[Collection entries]
#####
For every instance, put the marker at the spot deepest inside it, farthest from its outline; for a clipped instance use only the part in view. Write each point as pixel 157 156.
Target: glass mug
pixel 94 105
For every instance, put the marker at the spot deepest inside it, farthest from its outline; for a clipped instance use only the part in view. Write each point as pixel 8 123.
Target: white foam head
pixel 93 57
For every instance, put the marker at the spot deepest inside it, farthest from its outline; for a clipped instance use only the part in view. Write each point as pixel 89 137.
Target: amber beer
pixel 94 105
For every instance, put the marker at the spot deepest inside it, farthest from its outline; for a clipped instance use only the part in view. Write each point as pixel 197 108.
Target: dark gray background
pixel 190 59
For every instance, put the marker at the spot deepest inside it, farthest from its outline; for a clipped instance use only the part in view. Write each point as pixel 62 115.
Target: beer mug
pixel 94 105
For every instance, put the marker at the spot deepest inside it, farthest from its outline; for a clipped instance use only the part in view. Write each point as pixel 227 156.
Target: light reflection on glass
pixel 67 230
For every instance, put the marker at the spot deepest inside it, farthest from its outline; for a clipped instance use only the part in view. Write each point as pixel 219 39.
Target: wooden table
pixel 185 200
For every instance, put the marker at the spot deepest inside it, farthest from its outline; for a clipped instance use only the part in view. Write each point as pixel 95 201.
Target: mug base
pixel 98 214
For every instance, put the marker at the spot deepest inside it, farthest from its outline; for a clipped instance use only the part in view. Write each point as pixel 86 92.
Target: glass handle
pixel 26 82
#####
> Work instructions
Repeat all of the entries above word for word.

> Answer for this exercise
For every instance, put the marker at the spot deepest inside it, farthest from its outline; for a clipped instance use only the part in view. Write each point as pixel 157 156.
Target: glass mug
pixel 94 105
For every instance, put the marker at the spot deepest inside it, farthest from its outline; for a clipped instance use only the part in view. Write each point as pixel 8 123.
Target: white foam head
pixel 93 57
For every instance, put the marker at the spot deepest inside it, farthest from its outline; for a clipped instance use only the part in view. Write each point as pixel 89 137.
Target: amber beer
pixel 94 105
For every instance, put the marker at the spot deepest inside it, farthest from its outline; for a clipped instance use only the part in view. Write each point as pixel 197 108.
Target: dark gray background
pixel 190 59
For every instance, put the marker at the spot deepest inside it, farthest from its outline; for a clipped instance use only the part in view. Write each point as pixel 62 115.
Target: beer mug
pixel 94 105
For every instance, put the marker at the spot deepest inside it, farthest from its outline; for a clipped instance use only the part in view. Write each point as pixel 227 156.
Target: light reflection on glass
pixel 67 230
For every instance, put the marker at the spot deepest inside it, farthest from its outline; for a clipped instance use only the part in view. Write each point as pixel 219 39.
Target: wooden table
pixel 185 200
For every instance, put the marker at the spot deepest inside it, farthest from its outline; for a clipped instance use only the part in view. Write each point as pixel 95 201.
Target: mug base
pixel 98 214
For every instance, put the marker at the spot deepest inside it, farthest from its outline; for a clipped instance use only the part in view. Write each point as pixel 86 92.
Target: glass handle
pixel 26 82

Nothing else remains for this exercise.